EXTRAIT CITÉ:
————
Dès l'âge de 15 ans Pierre rejoint les Jeunesses Communistes. Déjà,
il est en lutte contre la progéniture des vichystes et autres cathos intégristes. Renvoyé de
Michelet puis du collège d'Évreux, il obtient de son père son émancipation et poursuit seul ses
études en candidat libre. Bac en poche, il s'inscrit à la Sorbonne, toujours en
marge : en auditeur libre. Militant, il ne peut toutefois pas adhérer à la
ligne politique des stals du PCF. A peine a-t-il reçu sa convocation militaire
qu'il quitte la France. Il est dorénavant considéré comme "insoumis" (à
l'époque, ça ne rigole pas avec le service militaire).
Il arpente l'Europe. En Tchécoslovaquie (d'un seul mot), DDR, Pologne où il retrouve sa mère qu'il n'a pas vue depuis si longtemps. Il rôde dans tous les ports (Rotterdam, Anvers, Amsterdam...) toujours avec l'espoir de rejoindre les révolutionnaires d'Amérique du Sud. Il finit par poser le pied à Cuba où il parvient enfin à intégrer la guérilla vénézuélienne qui le renvoie... à Paris en attente d'une mission (déc.1967). Sa condamnation par contumace (désertion) lui impose la clandestinité. Il suit donc les évènements de mai 1968 à la radio en attendant la fameuse mission qui arrive enfin en juin. Il rejoint au Vénézuela le groupe armé dont il avait rencontré les membres à Cuba. Il partage leurs vies dans un combat perdu d'avance pendant quatorze mois. Désillusionné, il revient clandestinement à Paris en décembre 1969. Au Vénézuela, il a peut être pris des habitudes... il commet son premier braquage en décembre 1969... quelques autres suivent... y compris une crèmerie ! L'enlèvement reste encore aujourd'hui une spécialité des latinos (cf FARC). Goldman envisage sérieusement l'enlèvement de Jacques Lacan (!) et de Jean-Edern Hallier (la rançon aurait probablement été moindre) mais il abandonne ces projets.
————
EXERCICE PROPOSÉ A: Résumez sous forme de liste le paragraphe de l'extrait cité qui commence par « Dès l'âge de 15 ans Pierre », en conservant ses faits principaux.
L'extrait cité et les enregistrements n'ont aucun rapport entre eux.

ENREGISTREMENTS À TRAITER:
————
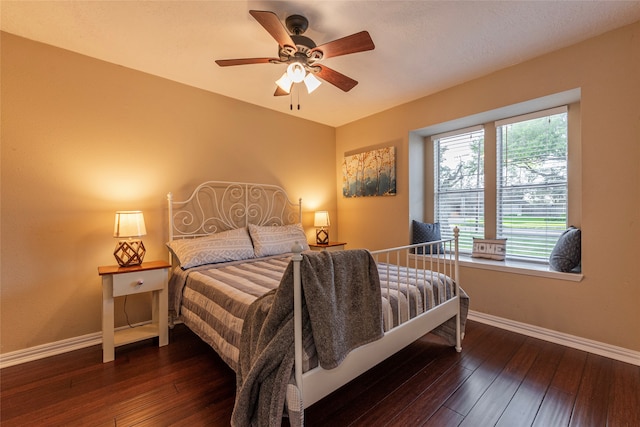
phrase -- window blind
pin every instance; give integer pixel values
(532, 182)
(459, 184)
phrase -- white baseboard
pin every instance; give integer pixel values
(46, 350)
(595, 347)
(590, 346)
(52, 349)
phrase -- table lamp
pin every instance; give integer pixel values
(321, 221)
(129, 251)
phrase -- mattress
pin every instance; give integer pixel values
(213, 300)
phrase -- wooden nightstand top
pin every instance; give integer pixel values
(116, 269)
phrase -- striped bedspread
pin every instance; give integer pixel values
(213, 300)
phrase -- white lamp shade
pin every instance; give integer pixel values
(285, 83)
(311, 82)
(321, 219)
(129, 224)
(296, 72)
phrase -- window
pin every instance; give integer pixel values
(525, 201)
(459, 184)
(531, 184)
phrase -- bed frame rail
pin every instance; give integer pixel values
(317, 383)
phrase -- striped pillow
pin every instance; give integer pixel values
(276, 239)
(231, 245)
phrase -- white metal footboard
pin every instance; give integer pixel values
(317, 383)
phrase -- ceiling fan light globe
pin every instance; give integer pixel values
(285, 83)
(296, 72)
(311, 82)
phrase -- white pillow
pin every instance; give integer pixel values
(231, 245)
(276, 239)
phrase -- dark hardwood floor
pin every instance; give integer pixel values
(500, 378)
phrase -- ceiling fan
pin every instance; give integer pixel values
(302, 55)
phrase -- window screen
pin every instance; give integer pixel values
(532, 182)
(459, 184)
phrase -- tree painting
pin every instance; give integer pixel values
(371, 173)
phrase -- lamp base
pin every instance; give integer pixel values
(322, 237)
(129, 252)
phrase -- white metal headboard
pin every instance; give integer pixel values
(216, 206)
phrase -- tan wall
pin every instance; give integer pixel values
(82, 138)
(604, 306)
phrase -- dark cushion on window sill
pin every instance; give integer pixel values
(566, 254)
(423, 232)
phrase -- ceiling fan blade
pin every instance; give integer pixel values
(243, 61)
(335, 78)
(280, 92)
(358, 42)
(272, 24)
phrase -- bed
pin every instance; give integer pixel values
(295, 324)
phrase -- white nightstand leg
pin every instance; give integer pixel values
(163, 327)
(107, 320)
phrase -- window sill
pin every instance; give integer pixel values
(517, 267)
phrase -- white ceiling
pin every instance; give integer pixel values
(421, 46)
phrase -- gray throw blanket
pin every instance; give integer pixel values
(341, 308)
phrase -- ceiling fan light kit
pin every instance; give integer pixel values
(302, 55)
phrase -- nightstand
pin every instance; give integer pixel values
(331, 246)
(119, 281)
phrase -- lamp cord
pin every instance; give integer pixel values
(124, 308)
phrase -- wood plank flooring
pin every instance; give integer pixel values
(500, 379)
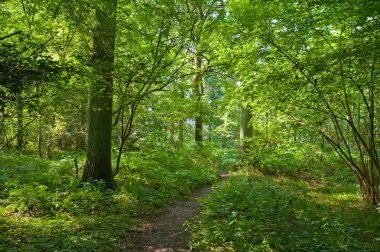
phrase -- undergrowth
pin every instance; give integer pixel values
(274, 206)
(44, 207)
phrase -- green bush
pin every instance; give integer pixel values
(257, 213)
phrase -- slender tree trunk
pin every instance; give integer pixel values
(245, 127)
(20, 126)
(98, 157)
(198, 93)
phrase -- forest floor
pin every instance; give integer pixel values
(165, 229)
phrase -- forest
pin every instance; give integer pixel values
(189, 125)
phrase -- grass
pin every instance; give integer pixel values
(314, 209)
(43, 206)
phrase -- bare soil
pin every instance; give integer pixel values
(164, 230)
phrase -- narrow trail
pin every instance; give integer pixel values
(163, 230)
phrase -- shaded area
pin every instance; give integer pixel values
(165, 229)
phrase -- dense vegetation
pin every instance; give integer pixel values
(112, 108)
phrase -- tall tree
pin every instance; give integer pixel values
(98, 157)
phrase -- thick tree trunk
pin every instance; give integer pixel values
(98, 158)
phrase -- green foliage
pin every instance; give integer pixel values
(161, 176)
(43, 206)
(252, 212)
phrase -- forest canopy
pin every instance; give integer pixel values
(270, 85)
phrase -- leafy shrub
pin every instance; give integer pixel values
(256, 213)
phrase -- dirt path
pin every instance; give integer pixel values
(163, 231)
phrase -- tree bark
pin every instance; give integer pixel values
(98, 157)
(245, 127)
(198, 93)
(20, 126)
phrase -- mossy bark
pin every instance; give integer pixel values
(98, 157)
————
EXERCICE PROPOSÉ B: Recopiez mot pour mot, s'il vous plaît, les lignes des enregistrements qui vont de celle contenant « phrase -- tall tree » jusqu'à la fin des enregistrements, ces deux limites comprises.

SOLUTION PROPOSÉE A:
- À 15 ans, Pierre rejoint les Jeunesses Communistes et lutte déjà contre les enfants de vichystes et de catholiques intégristes.
- Renvoyé de Michelet puis du collège d'Évreux, il obtient de son père son émancipation et poursuit seul ses études en candidat libre.
- Une fois le bac obtenu, il s'inscrit à la Sorbonne comme auditeur libre.
- Bien que militant, il ne peut pas adhérer à la ligne politique du PCF.
- Dès réception de sa convocation militaire, il quitte la France et devient « insoumis ».

SOLUTION PROPOSÉE B:
phrase -- tall tree
pin every instance; give integer pixel values
(98, 157)
phrase -- thick tree trunk
pin every instance; give integer pixel values
(98, 158)
phrase -- green foliage
pin every instance; give integer pixel values
(161, 176)
(43, 206)
(252, 212)
phrase -- forest canopy
pin every instance; give integer pixel values
(270, 85)
phrase -- leafy shrub
pin every instance; give integer pixel values
(256, 213)
phrase -- dirt path
pin every instance; give integer pixel values
(163, 231)
phrase -- tree bark
pin every instance; give integer pixel values
(98, 157)
(245, 127)
(198, 93)
(20, 126)
phrase -- mossy bark
pin every instance; give integer pixel values
(98, 157)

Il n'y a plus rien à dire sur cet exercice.